Rewrite these rows with every "arched window" changed to "round-top window" and everything else unchanged.

**STORED DATA**.
---

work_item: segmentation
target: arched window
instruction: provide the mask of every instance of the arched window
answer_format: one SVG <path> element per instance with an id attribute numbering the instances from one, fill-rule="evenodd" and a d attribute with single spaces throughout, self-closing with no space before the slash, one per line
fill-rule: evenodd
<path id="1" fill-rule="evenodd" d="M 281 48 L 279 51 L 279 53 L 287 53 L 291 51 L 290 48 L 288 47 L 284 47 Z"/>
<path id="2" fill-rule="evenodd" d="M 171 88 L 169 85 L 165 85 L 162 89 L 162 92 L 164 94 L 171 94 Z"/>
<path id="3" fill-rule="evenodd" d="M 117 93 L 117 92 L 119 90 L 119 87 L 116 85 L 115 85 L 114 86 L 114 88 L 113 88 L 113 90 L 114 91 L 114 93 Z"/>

---

**RESULT**.
work_item: segmentation
target: round-top window
instruction: provide the mask of every instance of the round-top window
answer_format: one SVG <path> element per instance with an id attribute numbering the instances from one, fill-rule="evenodd" and a d attribute with single spaces throughout, self-closing with no space before the slash, one per line
fill-rule: evenodd
<path id="1" fill-rule="evenodd" d="M 281 48 L 279 51 L 279 53 L 287 53 L 291 51 L 290 48 L 288 47 L 284 47 Z"/>
<path id="2" fill-rule="evenodd" d="M 171 88 L 169 85 L 165 85 L 162 89 L 162 92 L 164 94 L 171 94 Z"/>
<path id="3" fill-rule="evenodd" d="M 117 93 L 117 92 L 119 90 L 119 87 L 116 85 L 115 85 L 114 86 L 114 88 L 113 88 L 113 90 L 114 91 L 114 93 Z"/>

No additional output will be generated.